Available data
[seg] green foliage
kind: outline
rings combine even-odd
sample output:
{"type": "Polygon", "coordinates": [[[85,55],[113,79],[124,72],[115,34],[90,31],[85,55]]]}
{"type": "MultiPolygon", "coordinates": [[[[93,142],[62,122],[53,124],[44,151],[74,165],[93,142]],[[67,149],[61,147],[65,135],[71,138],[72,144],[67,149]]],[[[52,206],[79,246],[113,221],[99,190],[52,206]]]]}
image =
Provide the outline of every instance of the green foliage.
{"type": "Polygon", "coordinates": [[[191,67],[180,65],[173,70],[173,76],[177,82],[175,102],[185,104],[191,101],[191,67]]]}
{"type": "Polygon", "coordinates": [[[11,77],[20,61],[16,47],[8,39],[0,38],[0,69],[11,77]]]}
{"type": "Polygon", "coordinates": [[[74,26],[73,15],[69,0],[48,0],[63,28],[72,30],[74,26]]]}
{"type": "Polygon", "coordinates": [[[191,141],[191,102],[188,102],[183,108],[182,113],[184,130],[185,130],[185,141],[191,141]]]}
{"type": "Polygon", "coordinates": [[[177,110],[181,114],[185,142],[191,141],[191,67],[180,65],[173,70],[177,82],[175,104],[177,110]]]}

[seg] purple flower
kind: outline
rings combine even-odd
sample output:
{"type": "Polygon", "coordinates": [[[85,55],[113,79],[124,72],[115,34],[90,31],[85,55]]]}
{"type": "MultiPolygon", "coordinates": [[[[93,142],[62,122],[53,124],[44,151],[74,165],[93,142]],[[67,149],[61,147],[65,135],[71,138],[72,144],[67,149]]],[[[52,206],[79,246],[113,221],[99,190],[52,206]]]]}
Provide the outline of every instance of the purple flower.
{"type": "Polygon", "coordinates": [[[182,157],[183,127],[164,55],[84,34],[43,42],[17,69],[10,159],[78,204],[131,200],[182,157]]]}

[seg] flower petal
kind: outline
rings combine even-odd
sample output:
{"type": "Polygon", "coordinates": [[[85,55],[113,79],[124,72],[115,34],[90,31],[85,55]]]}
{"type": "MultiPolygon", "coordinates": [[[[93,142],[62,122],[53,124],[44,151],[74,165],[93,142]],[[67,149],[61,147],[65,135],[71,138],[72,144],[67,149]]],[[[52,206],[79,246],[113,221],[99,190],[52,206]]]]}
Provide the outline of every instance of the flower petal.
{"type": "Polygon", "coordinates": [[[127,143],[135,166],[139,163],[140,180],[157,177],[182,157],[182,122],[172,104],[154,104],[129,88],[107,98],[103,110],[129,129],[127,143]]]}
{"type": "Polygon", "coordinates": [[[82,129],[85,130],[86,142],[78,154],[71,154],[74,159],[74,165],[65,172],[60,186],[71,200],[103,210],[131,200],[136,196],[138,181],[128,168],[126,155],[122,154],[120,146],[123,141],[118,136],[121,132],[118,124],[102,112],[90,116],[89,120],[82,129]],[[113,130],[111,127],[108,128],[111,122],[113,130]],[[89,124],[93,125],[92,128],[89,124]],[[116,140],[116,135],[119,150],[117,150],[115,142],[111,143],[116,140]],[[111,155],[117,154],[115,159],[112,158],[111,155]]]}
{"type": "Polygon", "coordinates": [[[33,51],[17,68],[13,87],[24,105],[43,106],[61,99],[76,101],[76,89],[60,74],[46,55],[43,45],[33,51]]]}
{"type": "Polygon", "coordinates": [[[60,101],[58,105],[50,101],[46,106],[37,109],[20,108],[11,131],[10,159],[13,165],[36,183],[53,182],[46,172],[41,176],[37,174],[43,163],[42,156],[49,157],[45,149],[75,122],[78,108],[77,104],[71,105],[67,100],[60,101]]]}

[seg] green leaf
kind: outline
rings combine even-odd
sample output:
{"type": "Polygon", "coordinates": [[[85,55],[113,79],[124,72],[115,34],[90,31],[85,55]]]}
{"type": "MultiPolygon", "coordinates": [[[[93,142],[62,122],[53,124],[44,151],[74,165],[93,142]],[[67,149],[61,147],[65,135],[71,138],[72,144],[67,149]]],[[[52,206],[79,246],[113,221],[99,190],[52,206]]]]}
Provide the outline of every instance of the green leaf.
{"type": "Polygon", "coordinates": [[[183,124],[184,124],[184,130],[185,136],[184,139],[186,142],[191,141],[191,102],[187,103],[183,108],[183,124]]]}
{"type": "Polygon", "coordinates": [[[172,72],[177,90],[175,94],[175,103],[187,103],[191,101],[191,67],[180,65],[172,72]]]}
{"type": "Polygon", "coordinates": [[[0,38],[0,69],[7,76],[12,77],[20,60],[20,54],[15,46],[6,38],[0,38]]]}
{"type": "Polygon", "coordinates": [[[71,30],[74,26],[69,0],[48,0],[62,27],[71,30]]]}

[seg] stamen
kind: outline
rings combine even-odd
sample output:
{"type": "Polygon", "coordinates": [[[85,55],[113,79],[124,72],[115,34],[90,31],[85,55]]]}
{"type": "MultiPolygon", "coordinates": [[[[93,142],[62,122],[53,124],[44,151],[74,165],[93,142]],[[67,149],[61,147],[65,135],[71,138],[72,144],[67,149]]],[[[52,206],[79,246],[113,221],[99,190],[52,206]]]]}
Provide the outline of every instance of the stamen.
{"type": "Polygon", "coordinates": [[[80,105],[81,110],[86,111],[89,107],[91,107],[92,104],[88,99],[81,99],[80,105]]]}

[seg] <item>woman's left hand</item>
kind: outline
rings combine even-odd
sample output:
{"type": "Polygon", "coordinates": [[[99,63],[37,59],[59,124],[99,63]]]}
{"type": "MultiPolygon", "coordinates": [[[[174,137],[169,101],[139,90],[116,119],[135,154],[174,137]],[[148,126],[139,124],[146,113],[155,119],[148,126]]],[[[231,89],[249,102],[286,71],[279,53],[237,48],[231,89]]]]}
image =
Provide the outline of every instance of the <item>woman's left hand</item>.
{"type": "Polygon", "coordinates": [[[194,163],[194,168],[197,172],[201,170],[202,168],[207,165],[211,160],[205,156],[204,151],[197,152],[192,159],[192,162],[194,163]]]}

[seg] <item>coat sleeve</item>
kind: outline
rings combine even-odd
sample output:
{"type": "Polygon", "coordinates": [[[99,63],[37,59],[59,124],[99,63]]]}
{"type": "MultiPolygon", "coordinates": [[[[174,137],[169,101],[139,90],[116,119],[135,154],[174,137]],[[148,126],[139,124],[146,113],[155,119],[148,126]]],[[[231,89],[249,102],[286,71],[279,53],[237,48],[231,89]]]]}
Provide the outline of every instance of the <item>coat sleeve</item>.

Short exercise
Present every line of the items above as a single numbered list, omitting any blank lines.

Correct response
1. [seg] green foliage
2. kind: outline
3. rings combine even-odd
4. sample output:
5. {"type": "Polygon", "coordinates": [[[85,55],[113,79],[124,72],[115,34],[90,31],[85,55]]]}
6. {"type": "MultiPolygon", "coordinates": [[[[93,142],[62,122],[53,124],[44,151],[74,165],[93,142]],[[67,149],[61,147],[65,135],[71,138],[72,144],[67,149]]],[[[52,206],[79,246],[113,221],[99,190],[52,206]]]]}
7. image =
8. Provide the outline of every instance of the green foliage.
9. {"type": "Polygon", "coordinates": [[[191,67],[180,65],[173,70],[173,76],[177,82],[175,102],[185,104],[191,101],[191,67]]]}
10. {"type": "Polygon", "coordinates": [[[11,77],[20,61],[16,47],[8,39],[0,38],[0,69],[11,77]]]}
11. {"type": "Polygon", "coordinates": [[[74,26],[73,15],[69,0],[48,0],[63,28],[72,30],[74,26]]]}
12. {"type": "Polygon", "coordinates": [[[191,141],[191,102],[188,102],[183,108],[182,113],[184,130],[185,130],[185,141],[191,141]]]}
13. {"type": "Polygon", "coordinates": [[[177,110],[181,114],[185,142],[191,141],[191,67],[180,65],[173,70],[177,82],[175,104],[177,110]]]}
14. [seg] purple flower
15. kind: outline
16. rings combine even-odd
17. sample output:
18. {"type": "Polygon", "coordinates": [[[85,55],[113,79],[124,72],[115,34],[90,31],[85,55]]]}
19. {"type": "MultiPolygon", "coordinates": [[[[93,142],[62,122],[53,124],[44,151],[74,165],[93,142]],[[67,149],[61,147],[65,135],[71,138],[72,144],[67,149]]],[[[52,206],[79,246],[113,221],[99,190],[52,206]]]]}
20. Provide the outline of every instance of the purple flower.
21. {"type": "Polygon", "coordinates": [[[182,157],[183,127],[164,55],[84,34],[43,42],[17,69],[10,159],[78,204],[131,200],[182,157]]]}
22. [seg] flower petal
23. kind: outline
24. rings combine even-odd
25. sample output:
26. {"type": "Polygon", "coordinates": [[[85,55],[113,79],[124,72],[115,34],[90,31],[85,55]]]}
27. {"type": "MultiPolygon", "coordinates": [[[[93,142],[62,122],[53,124],[44,151],[74,165],[93,142]],[[67,149],[61,147],[65,135],[71,138],[72,144],[67,149]]],[[[52,206],[79,246],[113,221],[99,190],[52,206]]]]}
28. Provide the outline of every instance of the flower petal.
29. {"type": "Polygon", "coordinates": [[[127,143],[135,166],[139,163],[140,180],[157,177],[182,157],[182,122],[172,104],[154,104],[129,88],[107,98],[103,110],[129,129],[127,143]]]}
30. {"type": "Polygon", "coordinates": [[[82,129],[85,130],[86,142],[78,154],[71,154],[74,159],[74,165],[65,172],[60,186],[71,200],[103,210],[131,200],[136,196],[138,181],[128,168],[126,155],[122,154],[120,146],[123,141],[118,136],[121,132],[118,124],[102,112],[90,116],[89,120],[82,129]],[[113,130],[111,127],[108,128],[111,122],[113,130]],[[89,124],[93,125],[92,128],[89,124]],[[116,140],[116,135],[119,150],[117,150],[115,142],[111,143],[116,140]],[[111,155],[117,154],[115,159],[112,158],[111,155]]]}
31. {"type": "Polygon", "coordinates": [[[33,51],[17,68],[13,87],[24,105],[43,106],[61,99],[76,101],[76,89],[60,74],[46,55],[43,45],[33,51]]]}
32. {"type": "Polygon", "coordinates": [[[60,101],[58,105],[50,101],[46,106],[37,109],[20,108],[11,131],[10,159],[13,165],[36,183],[53,182],[46,172],[41,176],[37,174],[43,163],[42,156],[49,157],[45,149],[75,122],[78,108],[77,104],[71,105],[67,100],[60,101]]]}
33. [seg] green leaf
34. kind: outline
35. rings combine even-odd
36. sample output:
37. {"type": "Polygon", "coordinates": [[[85,55],[113,79],[124,72],[115,34],[90,31],[85,55]]]}
38. {"type": "MultiPolygon", "coordinates": [[[[93,142],[62,122],[53,124],[44,151],[74,165],[93,142]],[[67,149],[61,147],[65,135],[71,138],[72,144],[67,149]]],[[[52,206],[79,246],[113,221],[99,190],[52,206]]]]}
39. Provide the outline of every instance of the green leaf.
40. {"type": "Polygon", "coordinates": [[[183,124],[184,124],[184,130],[185,136],[184,139],[186,142],[191,141],[191,102],[187,103],[183,108],[183,124]]]}
41. {"type": "Polygon", "coordinates": [[[172,72],[177,90],[175,94],[175,103],[187,103],[191,101],[191,67],[180,65],[172,72]]]}
42. {"type": "Polygon", "coordinates": [[[0,38],[0,69],[7,76],[12,77],[20,60],[20,54],[15,46],[6,38],[0,38]]]}
43. {"type": "Polygon", "coordinates": [[[71,30],[74,26],[69,0],[48,0],[62,27],[71,30]]]}
44. [seg] stamen
45. kind: outline
46. rings combine even-odd
47. sample output:
48. {"type": "Polygon", "coordinates": [[[85,55],[113,79],[124,72],[115,34],[90,31],[85,55]]]}
49. {"type": "MultiPolygon", "coordinates": [[[[93,142],[62,122],[53,124],[44,151],[74,165],[93,142]],[[67,149],[61,147],[65,135],[71,138],[72,144],[67,149]]],[[[52,206],[79,246],[113,221],[99,190],[52,206]]]]}
50. Provide the outline of every instance of the stamen.
51. {"type": "Polygon", "coordinates": [[[80,105],[81,110],[86,111],[89,107],[91,107],[92,104],[88,99],[81,99],[80,105]]]}
52. [seg] <item>woman's left hand</item>
53. kind: outline
54. rings combine even-odd
55. sample output:
56. {"type": "Polygon", "coordinates": [[[99,63],[37,59],[59,124],[99,63]]]}
57. {"type": "MultiPolygon", "coordinates": [[[[174,137],[169,101],[139,90],[116,119],[135,154],[174,137]],[[148,126],[139,124],[146,113],[155,119],[148,126]]],[[[231,89],[249,102],[286,71],[279,53],[237,48],[231,89]]]]}
58. image =
59. Provide the outline of every instance of the <item>woman's left hand</item>.
60. {"type": "Polygon", "coordinates": [[[194,163],[194,168],[197,172],[201,170],[202,168],[207,165],[211,160],[205,156],[204,151],[197,152],[192,159],[192,162],[194,163]]]}
61. [seg] <item>coat sleeve</item>
62. kind: outline
63. rings combine even-odd
64. sample output:
65. {"type": "Polygon", "coordinates": [[[99,63],[37,59],[59,124],[99,63]]]}
66. {"type": "MultiPolygon", "coordinates": [[[[174,137],[169,101],[139,90],[116,119],[135,154],[174,137]],[[148,126],[139,124],[146,113],[155,119],[148,126]]],[[[231,89],[249,102],[286,71],[279,53],[237,48],[231,89]]]]}
67. Provide the outline of every instance of the <item>coat sleeve</item>.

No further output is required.